● **Data to use**:
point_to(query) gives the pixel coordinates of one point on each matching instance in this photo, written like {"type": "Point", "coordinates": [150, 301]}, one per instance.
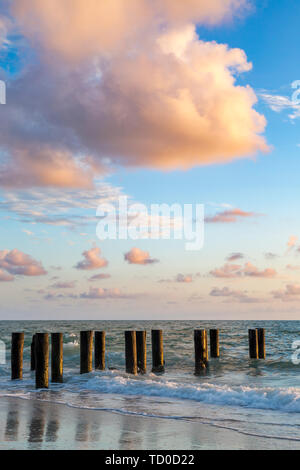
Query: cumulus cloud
{"type": "Point", "coordinates": [237, 271]}
{"type": "Point", "coordinates": [279, 103]}
{"type": "Point", "coordinates": [5, 277]}
{"type": "Point", "coordinates": [99, 277]}
{"type": "Point", "coordinates": [289, 294]}
{"type": "Point", "coordinates": [186, 279]}
{"type": "Point", "coordinates": [17, 263]}
{"type": "Point", "coordinates": [93, 260]}
{"type": "Point", "coordinates": [235, 257]}
{"type": "Point", "coordinates": [230, 216]}
{"type": "Point", "coordinates": [64, 285]}
{"type": "Point", "coordinates": [138, 256]}
{"type": "Point", "coordinates": [144, 95]}
{"type": "Point", "coordinates": [292, 241]}
{"type": "Point", "coordinates": [96, 28]}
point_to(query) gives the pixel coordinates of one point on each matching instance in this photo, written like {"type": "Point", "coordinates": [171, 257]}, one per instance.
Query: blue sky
{"type": "Point", "coordinates": [49, 152]}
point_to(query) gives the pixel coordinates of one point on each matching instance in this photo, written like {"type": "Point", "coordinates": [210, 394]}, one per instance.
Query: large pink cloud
{"type": "Point", "coordinates": [93, 100]}
{"type": "Point", "coordinates": [17, 263]}
{"type": "Point", "coordinates": [289, 294]}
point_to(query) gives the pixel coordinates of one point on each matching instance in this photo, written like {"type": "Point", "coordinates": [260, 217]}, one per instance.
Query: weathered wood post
{"type": "Point", "coordinates": [17, 346]}
{"type": "Point", "coordinates": [32, 353]}
{"type": "Point", "coordinates": [253, 344]}
{"type": "Point", "coordinates": [214, 343]}
{"type": "Point", "coordinates": [158, 363]}
{"type": "Point", "coordinates": [41, 360]}
{"type": "Point", "coordinates": [201, 352]}
{"type": "Point", "coordinates": [86, 352]}
{"type": "Point", "coordinates": [261, 343]}
{"type": "Point", "coordinates": [100, 350]}
{"type": "Point", "coordinates": [130, 352]}
{"type": "Point", "coordinates": [57, 357]}
{"type": "Point", "coordinates": [141, 347]}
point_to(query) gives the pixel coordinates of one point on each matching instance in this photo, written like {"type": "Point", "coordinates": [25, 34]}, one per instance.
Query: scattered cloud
{"type": "Point", "coordinates": [186, 279]}
{"type": "Point", "coordinates": [138, 256]}
{"type": "Point", "coordinates": [237, 271]}
{"type": "Point", "coordinates": [270, 256]}
{"type": "Point", "coordinates": [291, 267]}
{"type": "Point", "coordinates": [289, 294]}
{"type": "Point", "coordinates": [93, 260]}
{"type": "Point", "coordinates": [236, 295]}
{"type": "Point", "coordinates": [176, 106]}
{"type": "Point", "coordinates": [279, 103]}
{"type": "Point", "coordinates": [17, 263]}
{"type": "Point", "coordinates": [235, 257]}
{"type": "Point", "coordinates": [230, 216]}
{"type": "Point", "coordinates": [5, 277]}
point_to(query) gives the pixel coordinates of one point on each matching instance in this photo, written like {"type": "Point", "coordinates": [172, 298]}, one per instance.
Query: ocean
{"type": "Point", "coordinates": [259, 398]}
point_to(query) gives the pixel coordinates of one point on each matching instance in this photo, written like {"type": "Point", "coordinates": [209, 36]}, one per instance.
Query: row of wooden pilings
{"type": "Point", "coordinates": [135, 352]}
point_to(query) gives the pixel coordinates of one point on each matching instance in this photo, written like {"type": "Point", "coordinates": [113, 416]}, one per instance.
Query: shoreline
{"type": "Point", "coordinates": [37, 424]}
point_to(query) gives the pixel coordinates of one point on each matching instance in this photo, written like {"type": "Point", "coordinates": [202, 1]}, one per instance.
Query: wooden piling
{"type": "Point", "coordinates": [100, 350]}
{"type": "Point", "coordinates": [261, 343]}
{"type": "Point", "coordinates": [86, 352]}
{"type": "Point", "coordinates": [158, 363]}
{"type": "Point", "coordinates": [41, 360]}
{"type": "Point", "coordinates": [214, 343]}
{"type": "Point", "coordinates": [32, 354]}
{"type": "Point", "coordinates": [130, 352]}
{"type": "Point", "coordinates": [253, 344]}
{"type": "Point", "coordinates": [17, 346]}
{"type": "Point", "coordinates": [201, 352]}
{"type": "Point", "coordinates": [57, 357]}
{"type": "Point", "coordinates": [141, 348]}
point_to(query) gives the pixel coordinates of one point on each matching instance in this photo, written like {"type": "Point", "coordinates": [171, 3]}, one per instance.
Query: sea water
{"type": "Point", "coordinates": [251, 397]}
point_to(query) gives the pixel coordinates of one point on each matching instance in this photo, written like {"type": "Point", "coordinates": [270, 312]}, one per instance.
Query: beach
{"type": "Point", "coordinates": [238, 403]}
{"type": "Point", "coordinates": [38, 425]}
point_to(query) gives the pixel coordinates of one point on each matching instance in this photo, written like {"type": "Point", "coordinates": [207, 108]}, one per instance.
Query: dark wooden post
{"type": "Point", "coordinates": [86, 352]}
{"type": "Point", "coordinates": [158, 363]}
{"type": "Point", "coordinates": [100, 350]}
{"type": "Point", "coordinates": [32, 354]}
{"type": "Point", "coordinates": [17, 346]}
{"type": "Point", "coordinates": [141, 347]}
{"type": "Point", "coordinates": [261, 343]}
{"type": "Point", "coordinates": [57, 357]}
{"type": "Point", "coordinates": [201, 353]}
{"type": "Point", "coordinates": [130, 352]}
{"type": "Point", "coordinates": [253, 344]}
{"type": "Point", "coordinates": [41, 360]}
{"type": "Point", "coordinates": [214, 343]}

● **Problem requirements**: Print each line of the material above exactly, with the pictures removed from your copy.

● **The reply**:
point_to(query) gives the pixel coordinates of one point on each matching instance in this photo, written like {"type": "Point", "coordinates": [150, 301]}, one per instance.
Query: cumulus cloud
{"type": "Point", "coordinates": [237, 271]}
{"type": "Point", "coordinates": [279, 103]}
{"type": "Point", "coordinates": [5, 277]}
{"type": "Point", "coordinates": [99, 277]}
{"type": "Point", "coordinates": [289, 294]}
{"type": "Point", "coordinates": [186, 279]}
{"type": "Point", "coordinates": [17, 263]}
{"type": "Point", "coordinates": [93, 260]}
{"type": "Point", "coordinates": [235, 257]}
{"type": "Point", "coordinates": [230, 216]}
{"type": "Point", "coordinates": [64, 285]}
{"type": "Point", "coordinates": [138, 256]}
{"type": "Point", "coordinates": [144, 95]}
{"type": "Point", "coordinates": [292, 241]}
{"type": "Point", "coordinates": [96, 28]}
point_to(query) gives the pixel coordinates of one point on each matching instance in this photo, written like {"type": "Point", "coordinates": [171, 257]}, one per instance.
Query: blue sky
{"type": "Point", "coordinates": [49, 152]}
point_to(query) gives the pixel coordinates of one point on each matching instance in this photo, written like {"type": "Point", "coordinates": [210, 394]}, one per instance.
Query: large pink cloud
{"type": "Point", "coordinates": [93, 100]}
{"type": "Point", "coordinates": [17, 263]}
{"type": "Point", "coordinates": [289, 294]}
point_to(query) gives the pixel coordinates of one point on each matching instance in this photo, written like {"type": "Point", "coordinates": [260, 217]}, one per instance.
Query: weathered wood post
{"type": "Point", "coordinates": [17, 346]}
{"type": "Point", "coordinates": [32, 353]}
{"type": "Point", "coordinates": [253, 344]}
{"type": "Point", "coordinates": [214, 343]}
{"type": "Point", "coordinates": [158, 363]}
{"type": "Point", "coordinates": [41, 360]}
{"type": "Point", "coordinates": [201, 352]}
{"type": "Point", "coordinates": [86, 352]}
{"type": "Point", "coordinates": [261, 343]}
{"type": "Point", "coordinates": [100, 350]}
{"type": "Point", "coordinates": [130, 352]}
{"type": "Point", "coordinates": [57, 357]}
{"type": "Point", "coordinates": [141, 347]}
point_to(query) gives the pixel coordinates of one point on each matching instance in this photo, written like {"type": "Point", "coordinates": [25, 34]}, one per instance.
Query: scattered cloud
{"type": "Point", "coordinates": [186, 279]}
{"type": "Point", "coordinates": [138, 256]}
{"type": "Point", "coordinates": [237, 271]}
{"type": "Point", "coordinates": [270, 256]}
{"type": "Point", "coordinates": [291, 267]}
{"type": "Point", "coordinates": [289, 294]}
{"type": "Point", "coordinates": [93, 260]}
{"type": "Point", "coordinates": [236, 295]}
{"type": "Point", "coordinates": [176, 106]}
{"type": "Point", "coordinates": [279, 103]}
{"type": "Point", "coordinates": [17, 263]}
{"type": "Point", "coordinates": [235, 257]}
{"type": "Point", "coordinates": [230, 216]}
{"type": "Point", "coordinates": [5, 277]}
point_to(query) gives the pixel coordinates of one point on each matching instance in this photo, written like {"type": "Point", "coordinates": [172, 298]}, one per instance.
Query: ocean
{"type": "Point", "coordinates": [259, 398]}
point_to(query) gives the pixel coordinates of one point on each matching instance in this photo, written like {"type": "Point", "coordinates": [209, 36]}, one per instance.
Query: row of wooden pilings
{"type": "Point", "coordinates": [135, 352]}
point_to(query) gives the pixel coordinates of one point on each matching instance in this photo, written like {"type": "Point", "coordinates": [113, 416]}, one per instance.
Query: shoreline
{"type": "Point", "coordinates": [37, 424]}
point_to(query) gives the pixel coordinates of one point on each matching instance in this photo, written like {"type": "Point", "coordinates": [202, 1]}, one per instance.
Query: wooden piling
{"type": "Point", "coordinates": [100, 350]}
{"type": "Point", "coordinates": [261, 343]}
{"type": "Point", "coordinates": [86, 352]}
{"type": "Point", "coordinates": [158, 363]}
{"type": "Point", "coordinates": [41, 360]}
{"type": "Point", "coordinates": [214, 343]}
{"type": "Point", "coordinates": [32, 354]}
{"type": "Point", "coordinates": [130, 352]}
{"type": "Point", "coordinates": [253, 344]}
{"type": "Point", "coordinates": [17, 346]}
{"type": "Point", "coordinates": [201, 352]}
{"type": "Point", "coordinates": [57, 357]}
{"type": "Point", "coordinates": [141, 348]}
point_to(query) gives the pixel coordinates of one point on each matching instance in this photo, written like {"type": "Point", "coordinates": [171, 3]}, one per instance.
Query: sea water
{"type": "Point", "coordinates": [251, 397]}
point_to(query) gives the pixel coordinates of one point on each matching instance in this photo, written like {"type": "Point", "coordinates": [270, 312]}, one per instance.
Query: beach
{"type": "Point", "coordinates": [238, 403]}
{"type": "Point", "coordinates": [38, 425]}
point_to(query) gives the pixel coordinates of one point on each matching instance in this photo, written like {"type": "Point", "coordinates": [207, 108]}, one per instance.
Query: dark wooden post
{"type": "Point", "coordinates": [86, 352]}
{"type": "Point", "coordinates": [158, 363]}
{"type": "Point", "coordinates": [100, 350]}
{"type": "Point", "coordinates": [32, 354]}
{"type": "Point", "coordinates": [17, 346]}
{"type": "Point", "coordinates": [141, 347]}
{"type": "Point", "coordinates": [261, 343]}
{"type": "Point", "coordinates": [57, 357]}
{"type": "Point", "coordinates": [201, 353]}
{"type": "Point", "coordinates": [130, 352]}
{"type": "Point", "coordinates": [253, 344]}
{"type": "Point", "coordinates": [41, 360]}
{"type": "Point", "coordinates": [214, 343]}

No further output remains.